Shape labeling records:
┏━━
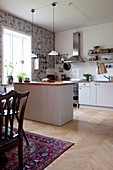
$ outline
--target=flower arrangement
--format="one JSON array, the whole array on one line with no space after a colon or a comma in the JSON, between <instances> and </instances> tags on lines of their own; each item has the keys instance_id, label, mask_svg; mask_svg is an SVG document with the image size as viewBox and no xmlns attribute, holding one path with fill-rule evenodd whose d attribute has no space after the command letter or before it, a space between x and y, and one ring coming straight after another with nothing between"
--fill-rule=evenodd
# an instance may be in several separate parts
<instances>
[{"instance_id":1,"label":"flower arrangement","mask_svg":"<svg viewBox=\"0 0 113 170\"><path fill-rule=\"evenodd\" d=\"M89 77L91 77L91 74L87 73L87 74L83 74L84 77L86 77L86 81L89 81Z\"/></svg>"},{"instance_id":2,"label":"flower arrangement","mask_svg":"<svg viewBox=\"0 0 113 170\"><path fill-rule=\"evenodd\" d=\"M91 77L91 74L88 74L88 73L85 74L85 73L84 73L83 76L84 76L84 77Z\"/></svg>"}]
</instances>

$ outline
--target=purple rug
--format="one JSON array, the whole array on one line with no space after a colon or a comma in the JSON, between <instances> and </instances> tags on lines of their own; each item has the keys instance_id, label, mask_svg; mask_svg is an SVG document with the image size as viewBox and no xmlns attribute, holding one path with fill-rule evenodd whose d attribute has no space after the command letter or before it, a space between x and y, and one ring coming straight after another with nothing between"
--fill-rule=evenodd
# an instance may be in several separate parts
<instances>
[{"instance_id":1,"label":"purple rug","mask_svg":"<svg viewBox=\"0 0 113 170\"><path fill-rule=\"evenodd\" d=\"M29 147L26 146L26 142L24 141L24 170L44 169L63 152L74 145L72 142L42 136L31 132L26 132L26 136L29 141ZM6 163L5 170L18 170L18 148L15 147L14 149L6 152L6 156L8 158L8 162Z\"/></svg>"}]
</instances>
┗━━
What is being asked -
Count the lines of the listing above that contain the string "target", treating case as significant, and give only the number.

Solution for this exercise -
2